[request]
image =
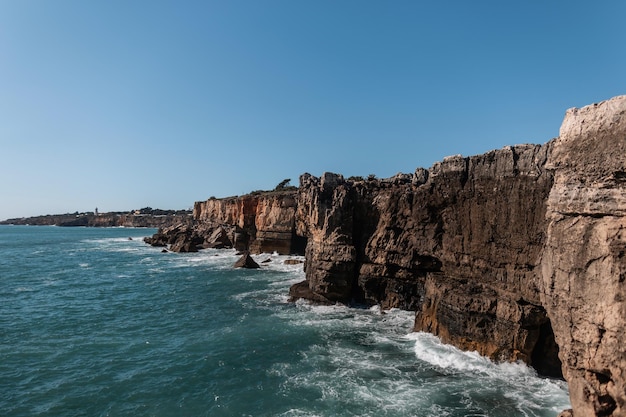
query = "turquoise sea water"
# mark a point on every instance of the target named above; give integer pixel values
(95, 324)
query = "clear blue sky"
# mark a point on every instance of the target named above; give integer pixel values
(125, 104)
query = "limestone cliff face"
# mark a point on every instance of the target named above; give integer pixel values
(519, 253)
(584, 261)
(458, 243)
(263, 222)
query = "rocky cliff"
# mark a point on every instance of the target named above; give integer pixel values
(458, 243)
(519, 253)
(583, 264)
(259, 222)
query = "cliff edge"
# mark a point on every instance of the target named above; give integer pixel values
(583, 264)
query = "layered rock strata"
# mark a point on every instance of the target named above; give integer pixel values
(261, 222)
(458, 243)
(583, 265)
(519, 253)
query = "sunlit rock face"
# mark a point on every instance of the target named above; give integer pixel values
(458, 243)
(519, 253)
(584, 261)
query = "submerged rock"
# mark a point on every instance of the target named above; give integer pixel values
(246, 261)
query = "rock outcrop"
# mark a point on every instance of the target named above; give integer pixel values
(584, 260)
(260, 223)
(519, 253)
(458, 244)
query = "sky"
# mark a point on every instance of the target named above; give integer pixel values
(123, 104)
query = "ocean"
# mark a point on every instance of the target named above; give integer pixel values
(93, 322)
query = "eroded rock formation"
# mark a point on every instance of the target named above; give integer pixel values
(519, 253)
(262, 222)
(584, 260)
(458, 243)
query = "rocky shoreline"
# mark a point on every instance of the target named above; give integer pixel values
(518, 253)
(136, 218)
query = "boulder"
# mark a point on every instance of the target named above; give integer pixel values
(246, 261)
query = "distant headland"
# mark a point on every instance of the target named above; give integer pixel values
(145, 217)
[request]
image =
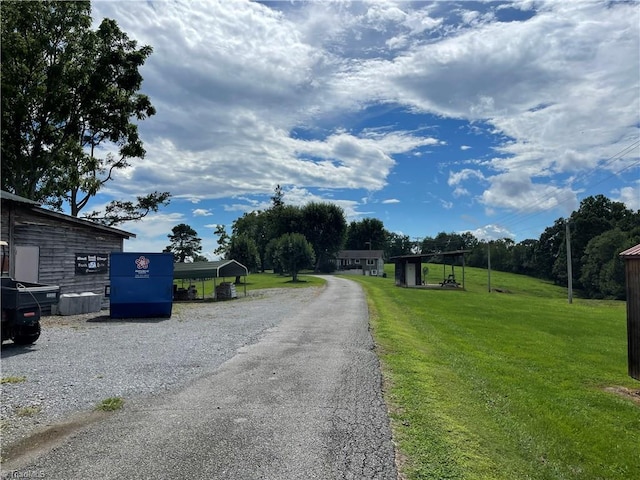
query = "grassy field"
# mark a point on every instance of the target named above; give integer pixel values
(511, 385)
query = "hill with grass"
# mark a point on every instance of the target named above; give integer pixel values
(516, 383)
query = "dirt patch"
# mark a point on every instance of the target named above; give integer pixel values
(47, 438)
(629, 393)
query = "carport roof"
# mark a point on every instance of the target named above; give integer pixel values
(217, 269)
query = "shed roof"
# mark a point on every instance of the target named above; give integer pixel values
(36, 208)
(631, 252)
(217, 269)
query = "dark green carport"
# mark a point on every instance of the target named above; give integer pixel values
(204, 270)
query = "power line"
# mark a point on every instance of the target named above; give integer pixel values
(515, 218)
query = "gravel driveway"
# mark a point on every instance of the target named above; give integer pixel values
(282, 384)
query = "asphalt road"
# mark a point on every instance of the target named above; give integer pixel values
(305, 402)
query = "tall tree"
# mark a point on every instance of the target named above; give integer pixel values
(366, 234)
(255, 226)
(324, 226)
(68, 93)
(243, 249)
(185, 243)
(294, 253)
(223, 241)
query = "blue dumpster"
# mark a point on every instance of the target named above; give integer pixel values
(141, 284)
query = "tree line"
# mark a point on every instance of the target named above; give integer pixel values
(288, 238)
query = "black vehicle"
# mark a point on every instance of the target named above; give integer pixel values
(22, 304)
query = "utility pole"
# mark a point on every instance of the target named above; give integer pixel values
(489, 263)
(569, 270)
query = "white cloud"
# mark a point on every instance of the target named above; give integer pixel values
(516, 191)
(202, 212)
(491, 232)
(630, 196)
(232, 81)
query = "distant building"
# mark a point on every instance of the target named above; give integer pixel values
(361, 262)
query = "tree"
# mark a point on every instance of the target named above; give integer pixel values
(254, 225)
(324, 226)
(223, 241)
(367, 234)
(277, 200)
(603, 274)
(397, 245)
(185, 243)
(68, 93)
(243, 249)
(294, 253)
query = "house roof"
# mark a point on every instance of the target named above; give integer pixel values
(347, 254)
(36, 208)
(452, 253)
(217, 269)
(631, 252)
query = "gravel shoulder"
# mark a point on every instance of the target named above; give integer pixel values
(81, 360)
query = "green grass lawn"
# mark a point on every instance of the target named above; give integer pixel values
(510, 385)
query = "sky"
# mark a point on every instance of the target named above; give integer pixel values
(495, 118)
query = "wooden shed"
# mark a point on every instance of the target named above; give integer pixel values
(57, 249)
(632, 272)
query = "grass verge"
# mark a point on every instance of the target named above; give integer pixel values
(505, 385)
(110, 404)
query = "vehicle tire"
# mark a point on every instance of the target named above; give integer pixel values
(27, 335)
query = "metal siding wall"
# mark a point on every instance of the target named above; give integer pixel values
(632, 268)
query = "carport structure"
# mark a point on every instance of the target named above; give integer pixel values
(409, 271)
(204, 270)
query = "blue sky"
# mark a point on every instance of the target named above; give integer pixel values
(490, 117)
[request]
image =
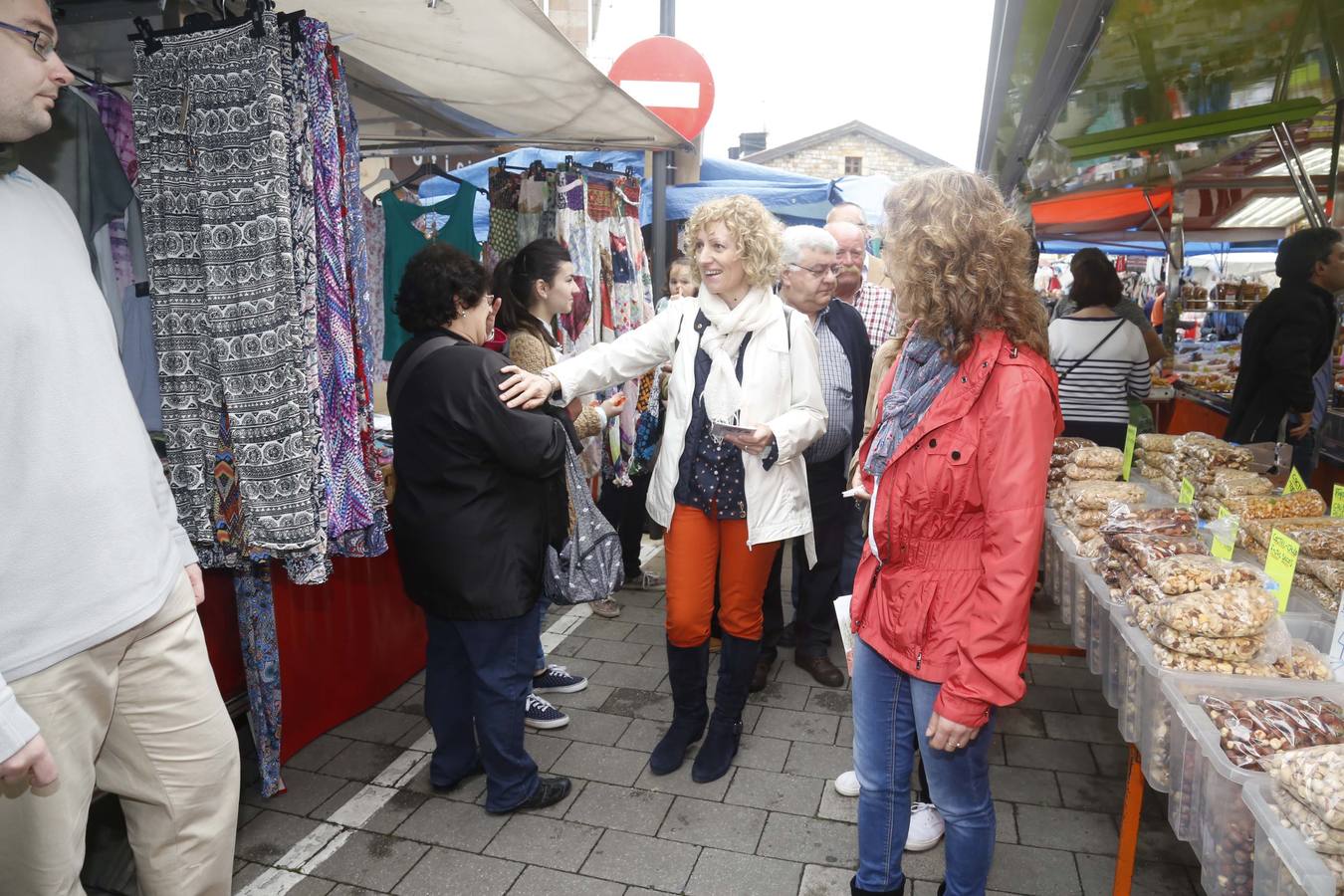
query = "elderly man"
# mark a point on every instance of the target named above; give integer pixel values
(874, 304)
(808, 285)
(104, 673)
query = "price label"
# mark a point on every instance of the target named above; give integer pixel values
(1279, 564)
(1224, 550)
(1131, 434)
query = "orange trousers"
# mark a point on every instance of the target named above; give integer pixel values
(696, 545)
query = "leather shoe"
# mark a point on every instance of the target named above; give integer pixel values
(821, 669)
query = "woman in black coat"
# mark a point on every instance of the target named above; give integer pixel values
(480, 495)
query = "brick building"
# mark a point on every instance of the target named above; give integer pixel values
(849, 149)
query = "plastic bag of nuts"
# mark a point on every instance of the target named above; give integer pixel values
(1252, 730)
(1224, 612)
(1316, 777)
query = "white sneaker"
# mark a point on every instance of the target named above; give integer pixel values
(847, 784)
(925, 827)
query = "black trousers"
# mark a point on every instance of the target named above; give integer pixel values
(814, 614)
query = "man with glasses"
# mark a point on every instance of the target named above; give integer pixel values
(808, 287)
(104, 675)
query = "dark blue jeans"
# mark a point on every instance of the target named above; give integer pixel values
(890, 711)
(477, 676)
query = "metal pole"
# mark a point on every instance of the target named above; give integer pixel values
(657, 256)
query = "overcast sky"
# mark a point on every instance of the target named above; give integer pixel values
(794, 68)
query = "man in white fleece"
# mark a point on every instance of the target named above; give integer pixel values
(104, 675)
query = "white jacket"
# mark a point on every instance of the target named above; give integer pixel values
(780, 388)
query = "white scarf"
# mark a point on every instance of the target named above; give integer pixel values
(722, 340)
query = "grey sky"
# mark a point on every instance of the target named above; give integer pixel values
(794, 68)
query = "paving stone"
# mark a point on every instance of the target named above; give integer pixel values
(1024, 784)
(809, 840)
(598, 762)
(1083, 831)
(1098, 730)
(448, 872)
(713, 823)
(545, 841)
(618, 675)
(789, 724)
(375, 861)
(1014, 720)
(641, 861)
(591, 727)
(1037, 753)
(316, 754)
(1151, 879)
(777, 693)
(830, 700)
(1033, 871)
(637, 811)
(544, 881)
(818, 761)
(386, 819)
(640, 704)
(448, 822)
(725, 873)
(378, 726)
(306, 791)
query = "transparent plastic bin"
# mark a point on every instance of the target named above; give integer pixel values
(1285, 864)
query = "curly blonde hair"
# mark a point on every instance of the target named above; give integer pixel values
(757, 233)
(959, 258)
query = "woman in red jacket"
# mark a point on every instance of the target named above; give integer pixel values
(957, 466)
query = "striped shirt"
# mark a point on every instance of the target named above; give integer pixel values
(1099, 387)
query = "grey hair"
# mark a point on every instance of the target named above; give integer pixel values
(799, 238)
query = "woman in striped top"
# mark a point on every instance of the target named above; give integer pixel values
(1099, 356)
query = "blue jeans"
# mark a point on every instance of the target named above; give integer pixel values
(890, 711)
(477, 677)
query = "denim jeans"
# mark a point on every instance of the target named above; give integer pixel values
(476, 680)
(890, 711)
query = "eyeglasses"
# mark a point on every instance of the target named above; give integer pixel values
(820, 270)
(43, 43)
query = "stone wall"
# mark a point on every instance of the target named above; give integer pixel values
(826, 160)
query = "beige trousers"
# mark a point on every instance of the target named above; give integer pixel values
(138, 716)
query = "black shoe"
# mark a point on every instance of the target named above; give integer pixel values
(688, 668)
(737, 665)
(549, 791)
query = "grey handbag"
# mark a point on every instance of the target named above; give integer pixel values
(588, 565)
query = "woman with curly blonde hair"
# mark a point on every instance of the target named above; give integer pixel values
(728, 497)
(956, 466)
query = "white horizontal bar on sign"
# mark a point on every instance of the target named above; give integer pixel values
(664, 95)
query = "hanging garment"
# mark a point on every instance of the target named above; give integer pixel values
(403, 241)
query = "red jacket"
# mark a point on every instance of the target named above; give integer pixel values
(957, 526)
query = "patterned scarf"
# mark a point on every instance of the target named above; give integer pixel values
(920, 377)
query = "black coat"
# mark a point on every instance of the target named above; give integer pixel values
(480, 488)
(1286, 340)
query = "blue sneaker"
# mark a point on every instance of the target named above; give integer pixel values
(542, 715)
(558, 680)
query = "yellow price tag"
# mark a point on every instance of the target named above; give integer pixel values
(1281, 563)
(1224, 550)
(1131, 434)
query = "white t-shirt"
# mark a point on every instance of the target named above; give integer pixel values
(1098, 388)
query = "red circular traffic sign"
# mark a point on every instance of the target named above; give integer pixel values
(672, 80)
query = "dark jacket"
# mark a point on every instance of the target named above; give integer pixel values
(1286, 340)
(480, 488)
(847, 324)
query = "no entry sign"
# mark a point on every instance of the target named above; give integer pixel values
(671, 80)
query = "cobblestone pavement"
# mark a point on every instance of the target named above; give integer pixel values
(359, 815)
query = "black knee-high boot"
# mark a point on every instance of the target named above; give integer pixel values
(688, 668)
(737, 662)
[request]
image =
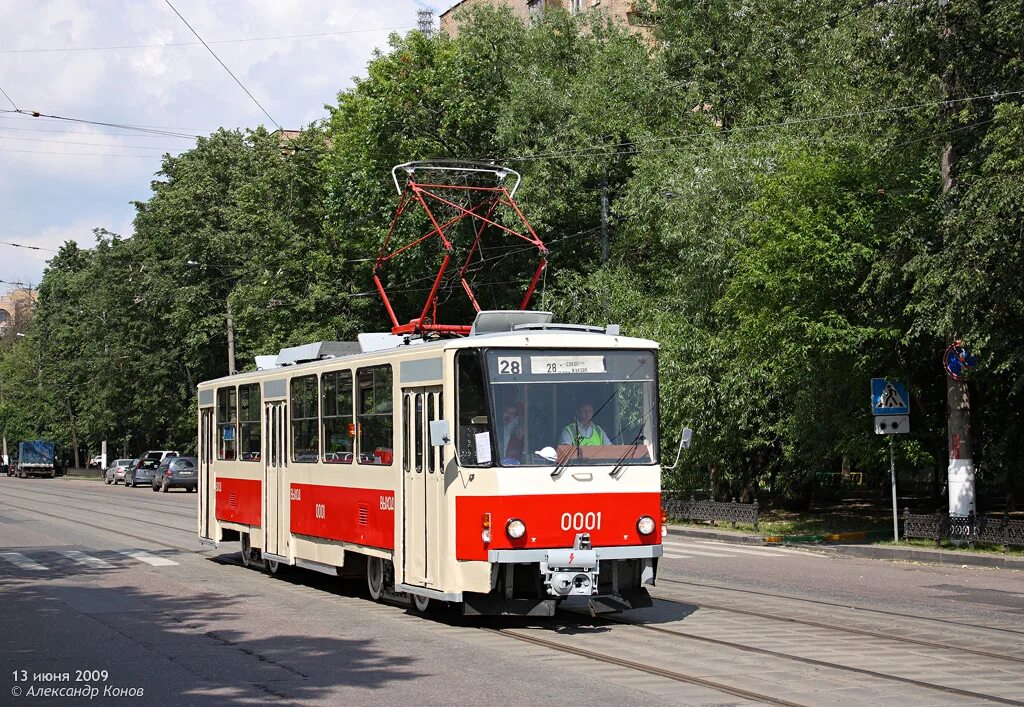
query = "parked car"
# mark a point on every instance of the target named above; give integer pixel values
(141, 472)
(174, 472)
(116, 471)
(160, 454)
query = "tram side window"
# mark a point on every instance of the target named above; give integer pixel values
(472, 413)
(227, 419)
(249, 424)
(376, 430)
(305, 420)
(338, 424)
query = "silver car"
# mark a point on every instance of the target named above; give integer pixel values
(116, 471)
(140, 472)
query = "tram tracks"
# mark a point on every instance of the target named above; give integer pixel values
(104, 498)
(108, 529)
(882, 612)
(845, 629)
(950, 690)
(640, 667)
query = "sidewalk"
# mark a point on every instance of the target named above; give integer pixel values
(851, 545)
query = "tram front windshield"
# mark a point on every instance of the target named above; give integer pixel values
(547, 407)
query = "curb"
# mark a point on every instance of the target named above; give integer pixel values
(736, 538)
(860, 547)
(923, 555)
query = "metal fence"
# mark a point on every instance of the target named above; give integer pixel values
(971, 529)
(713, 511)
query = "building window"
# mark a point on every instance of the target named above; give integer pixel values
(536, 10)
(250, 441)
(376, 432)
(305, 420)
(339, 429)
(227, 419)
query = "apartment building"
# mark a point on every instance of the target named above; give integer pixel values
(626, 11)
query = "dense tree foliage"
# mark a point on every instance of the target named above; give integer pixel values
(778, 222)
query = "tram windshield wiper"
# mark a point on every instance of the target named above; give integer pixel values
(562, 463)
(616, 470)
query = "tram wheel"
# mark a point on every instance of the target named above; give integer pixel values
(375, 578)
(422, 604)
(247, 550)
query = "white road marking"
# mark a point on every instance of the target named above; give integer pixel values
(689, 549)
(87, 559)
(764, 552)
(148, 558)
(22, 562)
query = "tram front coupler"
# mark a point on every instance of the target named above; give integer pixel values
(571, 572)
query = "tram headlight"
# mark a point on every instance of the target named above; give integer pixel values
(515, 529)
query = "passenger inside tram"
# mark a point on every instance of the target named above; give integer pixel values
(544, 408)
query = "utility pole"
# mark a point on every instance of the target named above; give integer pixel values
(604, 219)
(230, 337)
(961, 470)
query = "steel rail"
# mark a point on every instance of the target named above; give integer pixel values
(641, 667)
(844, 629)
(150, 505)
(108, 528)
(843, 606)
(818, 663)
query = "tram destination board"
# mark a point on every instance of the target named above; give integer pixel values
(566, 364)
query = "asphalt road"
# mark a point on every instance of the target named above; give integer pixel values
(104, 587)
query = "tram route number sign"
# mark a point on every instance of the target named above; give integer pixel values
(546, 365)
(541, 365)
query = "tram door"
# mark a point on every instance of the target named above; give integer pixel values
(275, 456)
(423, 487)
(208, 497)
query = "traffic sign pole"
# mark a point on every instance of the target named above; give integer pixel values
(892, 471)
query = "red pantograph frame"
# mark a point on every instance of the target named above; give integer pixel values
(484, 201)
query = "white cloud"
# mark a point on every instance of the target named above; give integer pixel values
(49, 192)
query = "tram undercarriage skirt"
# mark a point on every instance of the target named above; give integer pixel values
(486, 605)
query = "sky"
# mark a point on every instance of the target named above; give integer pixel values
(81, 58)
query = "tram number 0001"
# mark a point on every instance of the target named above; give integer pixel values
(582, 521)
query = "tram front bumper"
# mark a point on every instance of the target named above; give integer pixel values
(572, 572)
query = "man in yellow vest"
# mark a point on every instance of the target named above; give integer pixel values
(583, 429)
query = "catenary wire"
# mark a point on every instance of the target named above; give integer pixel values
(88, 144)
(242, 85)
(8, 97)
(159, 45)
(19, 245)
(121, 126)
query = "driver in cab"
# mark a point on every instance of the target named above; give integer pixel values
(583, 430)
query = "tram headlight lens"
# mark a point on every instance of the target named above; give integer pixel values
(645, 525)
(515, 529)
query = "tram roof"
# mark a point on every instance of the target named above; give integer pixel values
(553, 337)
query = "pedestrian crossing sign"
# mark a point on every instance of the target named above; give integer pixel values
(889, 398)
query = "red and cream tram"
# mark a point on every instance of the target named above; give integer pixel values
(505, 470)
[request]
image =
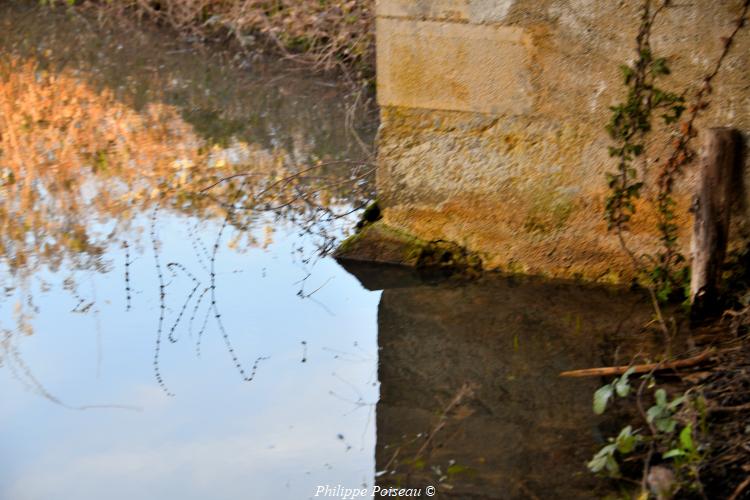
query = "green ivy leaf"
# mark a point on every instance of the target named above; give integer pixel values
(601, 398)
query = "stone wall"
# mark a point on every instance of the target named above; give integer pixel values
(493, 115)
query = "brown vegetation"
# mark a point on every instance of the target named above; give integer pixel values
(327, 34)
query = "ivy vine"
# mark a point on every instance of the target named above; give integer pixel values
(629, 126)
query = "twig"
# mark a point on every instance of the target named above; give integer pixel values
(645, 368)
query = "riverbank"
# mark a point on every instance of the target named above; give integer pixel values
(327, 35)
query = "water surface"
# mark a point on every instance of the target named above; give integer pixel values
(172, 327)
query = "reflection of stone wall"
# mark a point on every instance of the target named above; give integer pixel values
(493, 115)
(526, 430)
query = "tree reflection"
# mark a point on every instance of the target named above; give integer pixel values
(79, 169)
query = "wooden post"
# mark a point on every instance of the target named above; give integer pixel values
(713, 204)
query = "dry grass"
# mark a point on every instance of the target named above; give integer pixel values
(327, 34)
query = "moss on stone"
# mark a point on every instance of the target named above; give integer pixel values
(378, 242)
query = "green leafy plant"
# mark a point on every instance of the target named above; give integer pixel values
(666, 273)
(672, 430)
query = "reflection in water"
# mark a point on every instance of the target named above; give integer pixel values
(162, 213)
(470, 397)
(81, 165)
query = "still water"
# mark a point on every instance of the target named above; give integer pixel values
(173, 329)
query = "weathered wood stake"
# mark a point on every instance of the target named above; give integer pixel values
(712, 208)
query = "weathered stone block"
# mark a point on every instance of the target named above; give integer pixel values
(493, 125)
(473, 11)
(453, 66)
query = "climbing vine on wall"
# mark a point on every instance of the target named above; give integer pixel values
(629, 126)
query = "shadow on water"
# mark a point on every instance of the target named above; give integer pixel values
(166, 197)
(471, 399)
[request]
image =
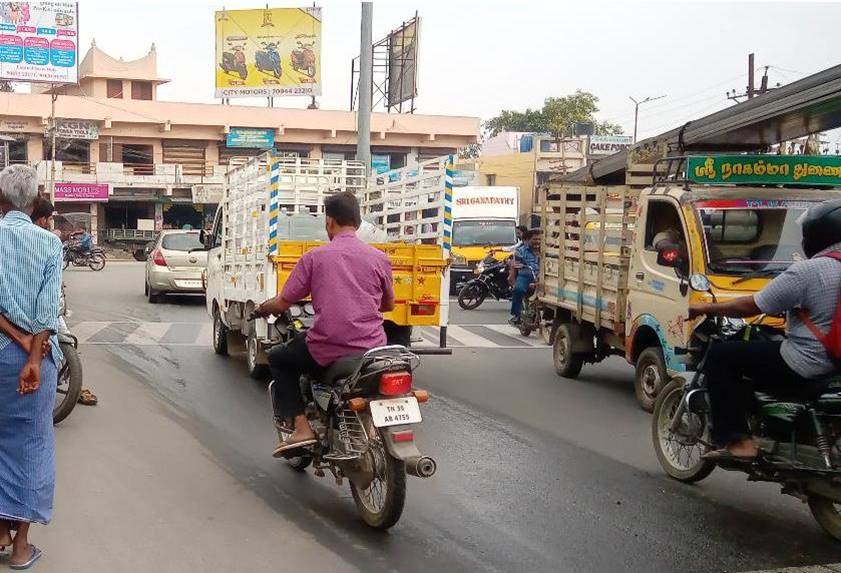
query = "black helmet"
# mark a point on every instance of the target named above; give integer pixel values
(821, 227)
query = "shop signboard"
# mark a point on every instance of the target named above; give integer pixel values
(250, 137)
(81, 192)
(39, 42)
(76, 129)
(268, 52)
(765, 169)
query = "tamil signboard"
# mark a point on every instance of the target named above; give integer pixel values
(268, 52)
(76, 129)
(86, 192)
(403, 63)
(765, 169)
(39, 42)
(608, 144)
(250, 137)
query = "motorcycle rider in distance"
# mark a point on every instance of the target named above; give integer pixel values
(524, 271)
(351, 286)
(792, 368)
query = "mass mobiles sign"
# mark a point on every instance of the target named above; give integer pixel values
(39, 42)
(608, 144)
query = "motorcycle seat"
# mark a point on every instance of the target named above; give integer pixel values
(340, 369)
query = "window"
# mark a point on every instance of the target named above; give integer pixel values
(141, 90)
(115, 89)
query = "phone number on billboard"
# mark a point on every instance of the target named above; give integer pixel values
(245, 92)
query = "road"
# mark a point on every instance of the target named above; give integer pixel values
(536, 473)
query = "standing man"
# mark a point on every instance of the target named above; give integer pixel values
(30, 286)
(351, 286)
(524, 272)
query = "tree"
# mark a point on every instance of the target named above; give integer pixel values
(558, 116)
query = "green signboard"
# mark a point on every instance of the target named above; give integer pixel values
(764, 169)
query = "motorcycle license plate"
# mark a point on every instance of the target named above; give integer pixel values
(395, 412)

────────────────────

● Short problem
Report every line in the records above that contains the string "pole", copying each line in full. Matching is case-sensitive.

● Output of the exercise
query = "utility pole"
query = "metal pole"
query = "utility pole"
query = "traffic sign pole"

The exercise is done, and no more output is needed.